Input for this task

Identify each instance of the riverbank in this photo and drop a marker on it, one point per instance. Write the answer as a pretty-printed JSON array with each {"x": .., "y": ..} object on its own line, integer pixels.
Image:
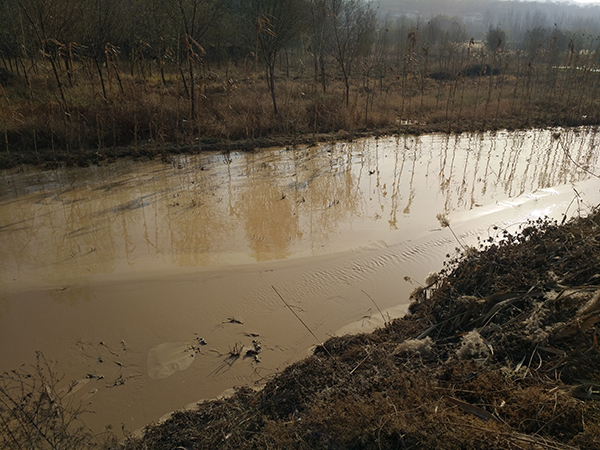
[
  {"x": 500, "y": 351},
  {"x": 146, "y": 117}
]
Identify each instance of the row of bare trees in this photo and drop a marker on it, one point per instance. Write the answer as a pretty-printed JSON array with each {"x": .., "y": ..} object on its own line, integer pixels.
[{"x": 99, "y": 73}]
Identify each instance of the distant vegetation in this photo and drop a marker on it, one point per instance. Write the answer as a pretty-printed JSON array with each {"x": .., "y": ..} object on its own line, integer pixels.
[{"x": 164, "y": 75}]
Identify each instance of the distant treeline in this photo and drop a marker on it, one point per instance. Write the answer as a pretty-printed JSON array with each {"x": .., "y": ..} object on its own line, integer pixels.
[
  {"x": 81, "y": 74},
  {"x": 216, "y": 31}
]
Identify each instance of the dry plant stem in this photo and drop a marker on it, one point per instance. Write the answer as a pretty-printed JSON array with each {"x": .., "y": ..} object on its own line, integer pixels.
[
  {"x": 376, "y": 306},
  {"x": 301, "y": 321}
]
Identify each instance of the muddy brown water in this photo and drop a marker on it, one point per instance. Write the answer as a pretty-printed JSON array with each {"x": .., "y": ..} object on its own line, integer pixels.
[{"x": 119, "y": 273}]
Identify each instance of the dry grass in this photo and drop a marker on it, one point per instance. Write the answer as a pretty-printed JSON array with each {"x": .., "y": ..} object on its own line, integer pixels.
[
  {"x": 510, "y": 361},
  {"x": 140, "y": 114}
]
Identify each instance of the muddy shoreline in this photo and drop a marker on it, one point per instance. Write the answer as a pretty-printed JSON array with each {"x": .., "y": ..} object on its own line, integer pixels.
[
  {"x": 500, "y": 351},
  {"x": 52, "y": 158}
]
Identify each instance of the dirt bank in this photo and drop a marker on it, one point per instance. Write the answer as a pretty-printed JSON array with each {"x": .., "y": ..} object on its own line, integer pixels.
[{"x": 500, "y": 351}]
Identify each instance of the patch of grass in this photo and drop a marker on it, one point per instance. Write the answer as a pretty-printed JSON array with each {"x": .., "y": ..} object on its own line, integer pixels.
[{"x": 509, "y": 360}]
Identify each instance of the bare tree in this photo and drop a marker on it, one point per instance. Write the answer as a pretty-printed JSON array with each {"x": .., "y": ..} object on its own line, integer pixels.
[
  {"x": 353, "y": 24},
  {"x": 276, "y": 23}
]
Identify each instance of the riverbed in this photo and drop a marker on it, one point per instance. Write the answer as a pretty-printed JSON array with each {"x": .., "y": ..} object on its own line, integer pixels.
[{"x": 153, "y": 285}]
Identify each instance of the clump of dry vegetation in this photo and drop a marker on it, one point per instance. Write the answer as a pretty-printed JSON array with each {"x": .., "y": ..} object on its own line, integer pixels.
[
  {"x": 36, "y": 414},
  {"x": 501, "y": 352},
  {"x": 82, "y": 84}
]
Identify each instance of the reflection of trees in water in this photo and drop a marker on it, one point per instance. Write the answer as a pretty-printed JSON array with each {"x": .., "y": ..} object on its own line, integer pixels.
[
  {"x": 511, "y": 164},
  {"x": 271, "y": 202}
]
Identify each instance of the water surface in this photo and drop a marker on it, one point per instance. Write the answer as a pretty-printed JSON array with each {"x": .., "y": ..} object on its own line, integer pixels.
[{"x": 117, "y": 272}]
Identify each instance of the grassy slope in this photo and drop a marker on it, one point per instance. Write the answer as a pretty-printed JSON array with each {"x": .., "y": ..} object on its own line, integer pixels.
[{"x": 143, "y": 116}]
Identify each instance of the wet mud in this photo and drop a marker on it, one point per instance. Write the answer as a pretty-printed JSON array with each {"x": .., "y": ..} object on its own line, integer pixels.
[{"x": 151, "y": 284}]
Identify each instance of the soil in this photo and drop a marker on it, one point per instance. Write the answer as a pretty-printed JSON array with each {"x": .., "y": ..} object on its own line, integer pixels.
[
  {"x": 85, "y": 157},
  {"x": 499, "y": 351}
]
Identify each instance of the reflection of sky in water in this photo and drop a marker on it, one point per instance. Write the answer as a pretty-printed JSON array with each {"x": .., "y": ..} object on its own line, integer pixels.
[{"x": 272, "y": 204}]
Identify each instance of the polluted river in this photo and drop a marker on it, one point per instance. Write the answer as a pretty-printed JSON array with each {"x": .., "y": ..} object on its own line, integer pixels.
[{"x": 150, "y": 285}]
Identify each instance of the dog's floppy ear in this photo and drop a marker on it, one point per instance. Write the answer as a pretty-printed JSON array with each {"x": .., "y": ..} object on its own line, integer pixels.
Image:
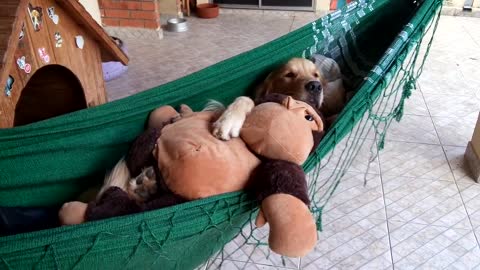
[{"x": 265, "y": 87}]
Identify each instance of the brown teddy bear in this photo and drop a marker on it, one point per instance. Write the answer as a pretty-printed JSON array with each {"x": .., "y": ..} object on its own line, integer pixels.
[{"x": 190, "y": 163}]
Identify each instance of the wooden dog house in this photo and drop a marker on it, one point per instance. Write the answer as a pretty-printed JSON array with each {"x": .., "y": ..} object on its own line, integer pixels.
[{"x": 51, "y": 54}]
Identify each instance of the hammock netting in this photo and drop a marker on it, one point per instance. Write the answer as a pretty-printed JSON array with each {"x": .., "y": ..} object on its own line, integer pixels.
[{"x": 380, "y": 46}]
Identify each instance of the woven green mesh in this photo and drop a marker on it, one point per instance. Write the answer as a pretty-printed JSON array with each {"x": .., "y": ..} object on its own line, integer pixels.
[{"x": 376, "y": 42}]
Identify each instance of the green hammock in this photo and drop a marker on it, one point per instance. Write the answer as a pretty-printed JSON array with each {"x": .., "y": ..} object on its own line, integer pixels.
[{"x": 376, "y": 43}]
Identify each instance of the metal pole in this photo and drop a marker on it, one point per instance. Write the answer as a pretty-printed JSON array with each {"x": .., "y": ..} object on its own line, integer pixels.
[{"x": 468, "y": 5}]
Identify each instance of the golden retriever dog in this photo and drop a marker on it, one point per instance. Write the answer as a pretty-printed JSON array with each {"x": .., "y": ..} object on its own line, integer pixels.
[{"x": 319, "y": 84}]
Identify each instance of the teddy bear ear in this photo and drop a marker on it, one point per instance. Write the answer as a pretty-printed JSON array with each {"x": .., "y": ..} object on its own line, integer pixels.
[
  {"x": 316, "y": 118},
  {"x": 288, "y": 102}
]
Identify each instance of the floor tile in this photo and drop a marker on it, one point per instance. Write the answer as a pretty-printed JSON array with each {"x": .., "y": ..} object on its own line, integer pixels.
[
  {"x": 444, "y": 78},
  {"x": 354, "y": 152},
  {"x": 455, "y": 131},
  {"x": 205, "y": 43},
  {"x": 470, "y": 192},
  {"x": 415, "y": 105},
  {"x": 451, "y": 106},
  {"x": 354, "y": 199},
  {"x": 418, "y": 246},
  {"x": 414, "y": 160},
  {"x": 455, "y": 156},
  {"x": 347, "y": 243},
  {"x": 233, "y": 265},
  {"x": 424, "y": 201},
  {"x": 244, "y": 248}
]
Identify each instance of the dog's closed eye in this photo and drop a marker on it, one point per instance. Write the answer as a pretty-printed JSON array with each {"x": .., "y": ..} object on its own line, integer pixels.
[{"x": 290, "y": 75}]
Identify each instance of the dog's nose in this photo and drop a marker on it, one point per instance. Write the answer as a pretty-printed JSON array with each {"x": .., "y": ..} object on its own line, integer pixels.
[{"x": 313, "y": 86}]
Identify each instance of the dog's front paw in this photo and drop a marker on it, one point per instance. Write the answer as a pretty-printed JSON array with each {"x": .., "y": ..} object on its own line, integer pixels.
[
  {"x": 230, "y": 123},
  {"x": 142, "y": 187},
  {"x": 227, "y": 126}
]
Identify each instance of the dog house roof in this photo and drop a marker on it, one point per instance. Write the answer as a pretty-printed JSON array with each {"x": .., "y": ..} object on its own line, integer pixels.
[{"x": 12, "y": 13}]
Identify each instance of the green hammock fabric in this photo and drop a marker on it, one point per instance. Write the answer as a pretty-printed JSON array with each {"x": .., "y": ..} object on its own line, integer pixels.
[{"x": 377, "y": 44}]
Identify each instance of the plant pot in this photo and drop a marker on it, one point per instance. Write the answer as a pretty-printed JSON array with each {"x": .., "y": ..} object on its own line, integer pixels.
[{"x": 207, "y": 11}]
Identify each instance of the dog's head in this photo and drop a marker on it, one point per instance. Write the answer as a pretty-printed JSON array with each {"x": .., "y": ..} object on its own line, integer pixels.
[{"x": 298, "y": 78}]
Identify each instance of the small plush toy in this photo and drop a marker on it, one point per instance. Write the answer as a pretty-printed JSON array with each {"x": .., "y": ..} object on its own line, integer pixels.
[{"x": 190, "y": 163}]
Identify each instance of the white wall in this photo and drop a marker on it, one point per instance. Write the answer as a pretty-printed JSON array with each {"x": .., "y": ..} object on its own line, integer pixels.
[{"x": 92, "y": 7}]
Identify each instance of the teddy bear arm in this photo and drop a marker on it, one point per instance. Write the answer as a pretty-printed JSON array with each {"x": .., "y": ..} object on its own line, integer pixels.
[
  {"x": 140, "y": 154},
  {"x": 279, "y": 176},
  {"x": 114, "y": 202},
  {"x": 317, "y": 137}
]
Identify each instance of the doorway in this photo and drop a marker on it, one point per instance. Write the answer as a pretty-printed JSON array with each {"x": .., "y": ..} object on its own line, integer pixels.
[{"x": 53, "y": 90}]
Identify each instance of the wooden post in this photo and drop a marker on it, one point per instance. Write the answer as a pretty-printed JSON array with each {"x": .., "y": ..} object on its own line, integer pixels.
[{"x": 472, "y": 154}]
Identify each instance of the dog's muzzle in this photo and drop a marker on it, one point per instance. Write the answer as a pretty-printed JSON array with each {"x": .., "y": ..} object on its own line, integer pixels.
[{"x": 313, "y": 86}]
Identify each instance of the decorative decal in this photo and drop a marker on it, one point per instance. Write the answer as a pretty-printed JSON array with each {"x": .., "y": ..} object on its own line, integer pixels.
[
  {"x": 22, "y": 32},
  {"x": 79, "y": 41},
  {"x": 58, "y": 40},
  {"x": 44, "y": 55},
  {"x": 9, "y": 86},
  {"x": 36, "y": 15},
  {"x": 23, "y": 65},
  {"x": 52, "y": 15}
]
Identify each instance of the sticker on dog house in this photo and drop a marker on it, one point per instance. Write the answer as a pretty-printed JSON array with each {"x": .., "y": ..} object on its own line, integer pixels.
[
  {"x": 36, "y": 16},
  {"x": 44, "y": 55},
  {"x": 79, "y": 41},
  {"x": 42, "y": 41},
  {"x": 58, "y": 39},
  {"x": 23, "y": 65},
  {"x": 9, "y": 85},
  {"x": 52, "y": 15}
]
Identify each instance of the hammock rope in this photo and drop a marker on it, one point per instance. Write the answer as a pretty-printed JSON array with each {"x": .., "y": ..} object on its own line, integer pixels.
[{"x": 60, "y": 157}]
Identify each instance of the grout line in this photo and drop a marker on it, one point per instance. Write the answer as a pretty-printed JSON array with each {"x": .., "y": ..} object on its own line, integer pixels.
[
  {"x": 468, "y": 33},
  {"x": 454, "y": 178},
  {"x": 386, "y": 213}
]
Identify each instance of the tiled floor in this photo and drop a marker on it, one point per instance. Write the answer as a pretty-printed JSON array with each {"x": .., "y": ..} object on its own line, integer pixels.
[{"x": 419, "y": 209}]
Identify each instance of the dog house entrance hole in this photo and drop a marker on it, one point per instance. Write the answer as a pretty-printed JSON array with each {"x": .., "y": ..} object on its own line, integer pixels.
[{"x": 53, "y": 90}]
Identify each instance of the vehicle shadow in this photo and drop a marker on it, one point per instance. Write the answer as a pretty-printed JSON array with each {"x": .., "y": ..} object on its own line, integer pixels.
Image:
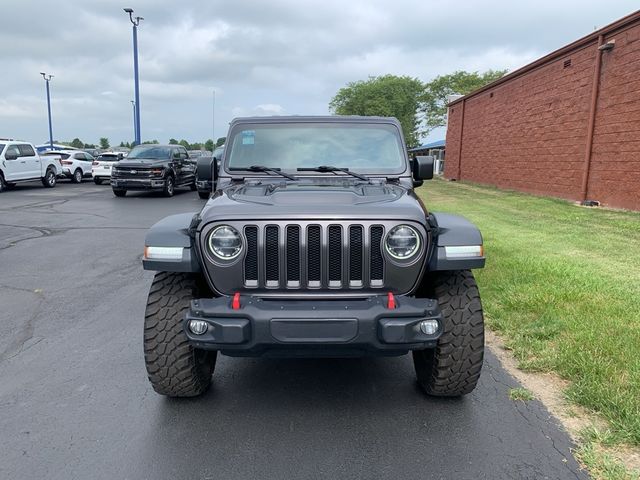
[{"x": 344, "y": 418}]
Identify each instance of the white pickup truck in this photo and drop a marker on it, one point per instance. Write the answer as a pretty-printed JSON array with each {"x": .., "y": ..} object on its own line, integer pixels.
[{"x": 20, "y": 162}]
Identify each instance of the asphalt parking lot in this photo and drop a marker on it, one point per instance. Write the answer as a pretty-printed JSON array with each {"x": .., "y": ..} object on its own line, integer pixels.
[{"x": 75, "y": 401}]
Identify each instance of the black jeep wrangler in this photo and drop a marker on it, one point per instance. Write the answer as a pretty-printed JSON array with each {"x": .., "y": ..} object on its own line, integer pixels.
[{"x": 314, "y": 243}]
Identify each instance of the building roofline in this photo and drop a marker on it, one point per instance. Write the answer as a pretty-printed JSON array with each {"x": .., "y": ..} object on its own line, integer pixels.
[{"x": 581, "y": 42}]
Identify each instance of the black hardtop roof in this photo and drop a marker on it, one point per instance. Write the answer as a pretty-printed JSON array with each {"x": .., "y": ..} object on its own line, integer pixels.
[{"x": 316, "y": 119}]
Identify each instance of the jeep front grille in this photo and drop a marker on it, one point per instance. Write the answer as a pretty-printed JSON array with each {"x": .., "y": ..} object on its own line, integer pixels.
[{"x": 313, "y": 256}]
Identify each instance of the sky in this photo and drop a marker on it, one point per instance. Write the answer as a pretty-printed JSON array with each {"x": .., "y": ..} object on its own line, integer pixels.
[{"x": 281, "y": 57}]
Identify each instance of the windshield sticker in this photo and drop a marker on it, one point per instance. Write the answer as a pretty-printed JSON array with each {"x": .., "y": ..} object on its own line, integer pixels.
[{"x": 248, "y": 137}]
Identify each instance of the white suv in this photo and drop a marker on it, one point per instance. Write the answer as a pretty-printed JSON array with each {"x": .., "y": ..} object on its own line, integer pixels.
[
  {"x": 101, "y": 167},
  {"x": 76, "y": 164},
  {"x": 20, "y": 162}
]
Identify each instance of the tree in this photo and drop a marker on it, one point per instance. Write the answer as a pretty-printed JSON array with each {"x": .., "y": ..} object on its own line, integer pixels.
[
  {"x": 77, "y": 143},
  {"x": 386, "y": 96},
  {"x": 433, "y": 103}
]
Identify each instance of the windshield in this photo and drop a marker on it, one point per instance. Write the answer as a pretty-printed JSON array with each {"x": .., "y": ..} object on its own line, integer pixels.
[
  {"x": 218, "y": 152},
  {"x": 108, "y": 158},
  {"x": 363, "y": 148},
  {"x": 152, "y": 152}
]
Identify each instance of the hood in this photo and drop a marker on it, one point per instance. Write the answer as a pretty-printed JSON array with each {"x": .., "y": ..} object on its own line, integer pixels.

What the task asks
Beginning with the line that contains "Identify each instance of the jeep", write out every line through the end of the entries above, exactly.

Task solution
Identify each instance of the jeep front grille in this photo and drop a marker on it, one point per instance. Write the answer as a pretty-printed JSON array with each {"x": .., "y": ..} object on its own line, integer pixels.
[{"x": 313, "y": 256}]
Identify each instance of the sky in this photo and drop a marker on it, one point per instance. Write the answer as a pretty-printed JSON array with each {"x": .., "y": ..} object on its own line, integer pixels.
[{"x": 281, "y": 57}]
Identify each instance of the windshield sticker in this photo and drop a marker on it, one point per instance. Write the answer as a pretty-printed JSON array with each {"x": .., "y": ..} object on its own line, integer pixels.
[{"x": 248, "y": 137}]
Identify each instance of the white suv in this photo and drop a marker on it, one point per instance. Write the answer as a pretty-printed JSON array with each {"x": .., "y": ..} object on its own line, integer pixels.
[
  {"x": 101, "y": 167},
  {"x": 76, "y": 164},
  {"x": 20, "y": 162}
]
Identify each instance of the tree in this photo and drop a marker on it, one point per instance. Write the answer as a pretty-printed JSON array with each {"x": .., "y": ..} object on its own line, integer pixels.
[
  {"x": 77, "y": 143},
  {"x": 386, "y": 96},
  {"x": 433, "y": 103}
]
Identify each instance of the windshield in this photo and drop a marker on it, one point per instance. Write the answer as a pretty-printed JSON array with each {"x": .., "y": ..} object on its own line, integer pixels.
[
  {"x": 218, "y": 152},
  {"x": 108, "y": 158},
  {"x": 363, "y": 148},
  {"x": 152, "y": 152}
]
Identify each instance of the hood in this photo and drop a marker on it, one point per instance. Write the answer as a pretty-printed JSON array with each {"x": .., "y": ..} object on its own line, integer pixels.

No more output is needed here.